PAGE =>
## START

From d7002301e27c5fded7b55cc93850ef32e3ef7da0 Mon Sep 17 00:00:00 2001
From: Quentin Lhoest <lhoest.q@gmail.com>
Date: Fri, 25 Oct 2024 12:56:50 +0200
Subject: [PATCH] docs

---
 .../source/package_reference/main_classes.mdx |  1 +
 docs/source/stream.mdx                        | 29 +++++++++++++++++++
 2 files changed, 30 insertions(+)

## END

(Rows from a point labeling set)

## START

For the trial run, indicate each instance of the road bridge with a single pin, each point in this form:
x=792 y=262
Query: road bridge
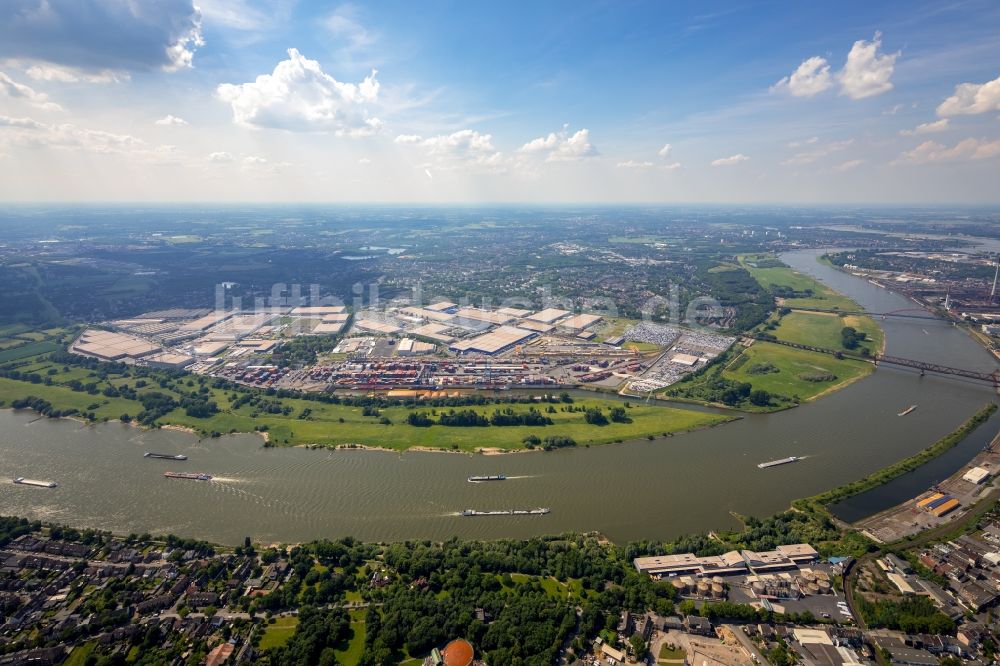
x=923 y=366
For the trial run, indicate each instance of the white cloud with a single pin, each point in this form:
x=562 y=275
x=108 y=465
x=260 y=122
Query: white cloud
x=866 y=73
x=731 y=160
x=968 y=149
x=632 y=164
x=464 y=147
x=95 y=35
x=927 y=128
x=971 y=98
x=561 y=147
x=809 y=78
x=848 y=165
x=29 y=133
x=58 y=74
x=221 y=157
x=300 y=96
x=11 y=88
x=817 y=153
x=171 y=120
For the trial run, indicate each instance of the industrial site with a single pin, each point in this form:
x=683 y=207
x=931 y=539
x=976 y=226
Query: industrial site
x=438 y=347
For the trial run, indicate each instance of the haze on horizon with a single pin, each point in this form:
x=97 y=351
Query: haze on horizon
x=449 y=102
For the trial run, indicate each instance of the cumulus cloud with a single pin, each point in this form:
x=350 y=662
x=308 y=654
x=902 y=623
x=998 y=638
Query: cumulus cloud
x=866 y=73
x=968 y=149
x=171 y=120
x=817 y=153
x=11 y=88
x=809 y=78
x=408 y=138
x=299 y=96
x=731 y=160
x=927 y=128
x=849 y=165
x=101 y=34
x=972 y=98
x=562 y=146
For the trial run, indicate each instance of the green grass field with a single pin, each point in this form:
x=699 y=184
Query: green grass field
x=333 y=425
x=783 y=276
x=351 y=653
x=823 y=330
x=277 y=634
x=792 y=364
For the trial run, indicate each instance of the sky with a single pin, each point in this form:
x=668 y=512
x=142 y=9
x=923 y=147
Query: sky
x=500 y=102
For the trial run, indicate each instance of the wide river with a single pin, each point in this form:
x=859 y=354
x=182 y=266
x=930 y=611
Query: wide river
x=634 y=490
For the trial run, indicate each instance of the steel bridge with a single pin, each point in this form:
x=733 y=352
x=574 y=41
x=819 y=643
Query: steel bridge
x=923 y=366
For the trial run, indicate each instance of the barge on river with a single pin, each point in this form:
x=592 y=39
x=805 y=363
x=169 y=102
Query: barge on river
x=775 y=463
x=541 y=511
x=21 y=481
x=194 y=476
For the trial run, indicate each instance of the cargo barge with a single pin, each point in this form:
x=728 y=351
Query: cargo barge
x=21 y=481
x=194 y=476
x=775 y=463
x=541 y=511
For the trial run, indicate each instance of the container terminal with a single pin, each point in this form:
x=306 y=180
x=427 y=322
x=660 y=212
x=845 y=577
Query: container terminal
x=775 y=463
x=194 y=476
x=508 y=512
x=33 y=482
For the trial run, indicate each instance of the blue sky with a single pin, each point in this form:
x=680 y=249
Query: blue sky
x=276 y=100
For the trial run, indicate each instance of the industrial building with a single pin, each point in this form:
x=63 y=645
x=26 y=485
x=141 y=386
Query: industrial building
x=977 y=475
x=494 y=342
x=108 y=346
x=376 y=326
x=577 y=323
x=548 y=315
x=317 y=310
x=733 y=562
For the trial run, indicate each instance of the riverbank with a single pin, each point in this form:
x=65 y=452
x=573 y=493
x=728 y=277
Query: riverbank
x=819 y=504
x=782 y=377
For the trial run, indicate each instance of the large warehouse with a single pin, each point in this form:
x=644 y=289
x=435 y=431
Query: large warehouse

## END

TO DO =>
1) Rewrite the rows from the start of the point labeling records through the line containing "x=449 y=102" as a JSON list of strings, one string per line, with blank lines omitted. Leave the pictures out of the list.
2) Extend the documentation patch, beginning immediately after its final line.

ANSWERS BELOW =>
1)
[
  "For the trial run, indicate each instance of the road bridge with a single pin, each point in this form:",
  "x=792 y=262",
  "Query: road bridge",
  "x=923 y=366",
  "For the trial run, indicate each instance of the white cloud with a single pin, each point in this form:",
  "x=562 y=275",
  "x=108 y=465",
  "x=260 y=122",
  "Query: white cloud",
  "x=866 y=73",
  "x=731 y=160",
  "x=968 y=149",
  "x=632 y=164",
  "x=464 y=147",
  "x=95 y=35",
  "x=927 y=128",
  "x=971 y=98",
  "x=561 y=147",
  "x=809 y=78",
  "x=848 y=165",
  "x=29 y=133",
  "x=58 y=74",
  "x=221 y=157",
  "x=300 y=96",
  "x=11 y=88",
  "x=817 y=153",
  "x=171 y=120",
  "For the trial run, indicate each instance of the industrial site with a single pin, each point in this form:",
  "x=683 y=207",
  "x=931 y=539",
  "x=976 y=226",
  "Query: industrial site",
  "x=438 y=347",
  "For the trial run, indicate each instance of the haze on horizon with a single pin, each point in this form:",
  "x=97 y=351",
  "Query: haze on horizon",
  "x=449 y=102"
]

2)
diff --git a/docs/source/package_reference/main_classes.mdx b/docs/source/package_reference/main_classes.mdx
index 402e291be38..185bde10d72 100644
--- a/docs/source/package_reference/main_classes.mdx
+++ b/docs/source/package_reference/main_classes.mdx
@@ -171,6 +171,7 @@ The base class [`IterableDataset`] implements an iterable Dataset backed by pyth
     - batch
     - skip
     - take
+    - shard
     - load_state_dict
     - state_dict
     - info
diff --git a/docs/source/stream.mdx b/docs/source/stream.mdx
index df5109b25aa..0be393ce4a8 100644
--- a/docs/source/stream.mdx
+++ b/docs/source/stream.mdx
@@ -136,6 +136,35 @@ You can split your dataset one of two ways:
 
 <a id='interleave_datasets'></a>
 
+
+### Shard
+
+🤗 Datasets supports sharding to divide a very large dataset into a predefined number of chunks. Specify the `num_shards` parameter in [`~IterableDataset.shard`] to determine the number of shards to split the dataset into. You'll also need to provide the shard you want to return with the `index` parameter.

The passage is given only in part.